OPM Head Scott Kuper Announces “Tech Force” to Place 1,000 Early-Career Tech Recruits Annually Across Federal Agencies to Advance AI

Nicole PowleyBlog

Trump’s U.S. Tech Force: Big Tech Inside the Halls of Government

The Office of Personnel Management (OPM), led by the former managing partner of Andreessen Horowitz, Scott Kuper, is launching what officials call the “Tech Force.” That plan is being framed as a permanent successor to DOGE, which pushed to free national data silos for AI use. The OPM was the first agency to host DOGE teams and remains central to this push.

The “Tech Force” borrows the language of a military draft: young tech recruits will serve for two years at reduced pay before moving into private-sector roles. Members will be distributed across agencies to reinforce the remnants of more than 120 DOGE teams and to drive AI into every corner of government. The first cohort is set at 1,000 inductees the first year, with 1,000 per year thereafter.

------------------------

§ **Aim 1**: In the Tech Force post, how many inductees are planned for the first cohort?

§ **Stored records**:
------------------------

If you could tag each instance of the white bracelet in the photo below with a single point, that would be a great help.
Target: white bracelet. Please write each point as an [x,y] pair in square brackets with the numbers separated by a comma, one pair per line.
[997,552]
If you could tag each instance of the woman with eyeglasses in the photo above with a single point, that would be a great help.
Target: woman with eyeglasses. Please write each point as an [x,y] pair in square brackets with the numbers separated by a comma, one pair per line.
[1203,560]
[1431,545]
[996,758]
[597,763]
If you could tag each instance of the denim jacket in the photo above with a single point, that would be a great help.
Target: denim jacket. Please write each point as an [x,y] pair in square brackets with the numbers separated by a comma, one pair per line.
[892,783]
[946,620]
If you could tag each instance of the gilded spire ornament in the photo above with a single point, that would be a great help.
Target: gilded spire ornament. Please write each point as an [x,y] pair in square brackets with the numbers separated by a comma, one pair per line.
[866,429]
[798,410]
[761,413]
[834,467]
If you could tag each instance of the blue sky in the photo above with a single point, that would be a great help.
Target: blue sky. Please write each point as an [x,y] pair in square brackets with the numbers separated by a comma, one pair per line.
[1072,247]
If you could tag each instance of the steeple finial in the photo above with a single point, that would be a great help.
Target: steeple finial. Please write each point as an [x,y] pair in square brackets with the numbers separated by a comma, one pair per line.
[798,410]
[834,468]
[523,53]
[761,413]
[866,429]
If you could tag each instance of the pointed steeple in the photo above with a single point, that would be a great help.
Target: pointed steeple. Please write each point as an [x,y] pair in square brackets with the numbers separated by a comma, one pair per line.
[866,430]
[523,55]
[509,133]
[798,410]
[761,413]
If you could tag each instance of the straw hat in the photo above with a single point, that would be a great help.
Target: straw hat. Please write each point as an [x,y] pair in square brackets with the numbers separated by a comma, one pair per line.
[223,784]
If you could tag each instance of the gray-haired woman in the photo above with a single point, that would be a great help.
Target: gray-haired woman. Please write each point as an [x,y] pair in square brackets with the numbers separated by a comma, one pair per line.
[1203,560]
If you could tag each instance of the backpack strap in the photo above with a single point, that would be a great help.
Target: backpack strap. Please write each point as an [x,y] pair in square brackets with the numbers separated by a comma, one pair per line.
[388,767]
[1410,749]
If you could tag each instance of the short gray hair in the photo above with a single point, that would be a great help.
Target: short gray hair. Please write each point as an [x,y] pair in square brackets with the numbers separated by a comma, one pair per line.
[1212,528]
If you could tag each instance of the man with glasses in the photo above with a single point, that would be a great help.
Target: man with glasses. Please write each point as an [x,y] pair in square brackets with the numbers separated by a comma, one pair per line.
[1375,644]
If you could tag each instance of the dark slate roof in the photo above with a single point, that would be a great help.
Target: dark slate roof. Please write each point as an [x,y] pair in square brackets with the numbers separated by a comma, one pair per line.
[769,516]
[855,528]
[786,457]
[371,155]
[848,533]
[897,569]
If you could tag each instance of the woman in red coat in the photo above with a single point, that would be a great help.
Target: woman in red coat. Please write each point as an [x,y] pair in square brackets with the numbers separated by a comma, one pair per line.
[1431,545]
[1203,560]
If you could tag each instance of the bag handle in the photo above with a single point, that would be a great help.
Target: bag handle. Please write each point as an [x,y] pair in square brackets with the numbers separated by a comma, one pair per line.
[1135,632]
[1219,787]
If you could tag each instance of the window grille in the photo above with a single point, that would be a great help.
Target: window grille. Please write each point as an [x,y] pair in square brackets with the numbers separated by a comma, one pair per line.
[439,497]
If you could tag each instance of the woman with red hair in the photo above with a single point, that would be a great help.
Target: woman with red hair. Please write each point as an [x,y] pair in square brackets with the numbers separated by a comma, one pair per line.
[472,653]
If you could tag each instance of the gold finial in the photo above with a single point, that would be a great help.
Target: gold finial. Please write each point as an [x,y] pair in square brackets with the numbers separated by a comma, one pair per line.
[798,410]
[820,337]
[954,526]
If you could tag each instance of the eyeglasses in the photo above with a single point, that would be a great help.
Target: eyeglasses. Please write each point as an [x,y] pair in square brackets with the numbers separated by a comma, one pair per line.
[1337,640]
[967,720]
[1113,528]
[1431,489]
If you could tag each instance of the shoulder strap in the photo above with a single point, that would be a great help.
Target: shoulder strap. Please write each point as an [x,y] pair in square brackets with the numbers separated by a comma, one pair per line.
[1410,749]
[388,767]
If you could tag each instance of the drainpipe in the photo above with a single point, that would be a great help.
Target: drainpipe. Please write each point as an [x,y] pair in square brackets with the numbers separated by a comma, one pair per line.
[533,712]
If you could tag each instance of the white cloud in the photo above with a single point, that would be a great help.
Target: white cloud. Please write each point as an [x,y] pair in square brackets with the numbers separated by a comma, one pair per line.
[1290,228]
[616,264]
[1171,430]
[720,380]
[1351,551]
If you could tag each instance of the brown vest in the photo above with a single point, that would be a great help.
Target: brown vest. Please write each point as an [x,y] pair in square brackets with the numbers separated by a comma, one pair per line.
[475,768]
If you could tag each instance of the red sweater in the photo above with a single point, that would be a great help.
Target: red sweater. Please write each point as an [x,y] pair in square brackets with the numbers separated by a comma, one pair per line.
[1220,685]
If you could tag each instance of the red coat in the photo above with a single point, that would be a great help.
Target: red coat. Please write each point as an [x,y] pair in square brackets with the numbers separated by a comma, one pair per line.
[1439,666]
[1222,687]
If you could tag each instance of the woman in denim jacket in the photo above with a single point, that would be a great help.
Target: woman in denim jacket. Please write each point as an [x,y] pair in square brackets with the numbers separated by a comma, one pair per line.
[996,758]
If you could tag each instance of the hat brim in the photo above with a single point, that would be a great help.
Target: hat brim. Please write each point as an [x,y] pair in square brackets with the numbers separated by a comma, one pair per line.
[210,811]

------------------------

§ **Aim 2**: State how many lines in the entries contain the word "grille", with case counting. Give only the number.

§ **Task response 1**: 1,000 inductees in the first year.

§ **Task response 2**: 2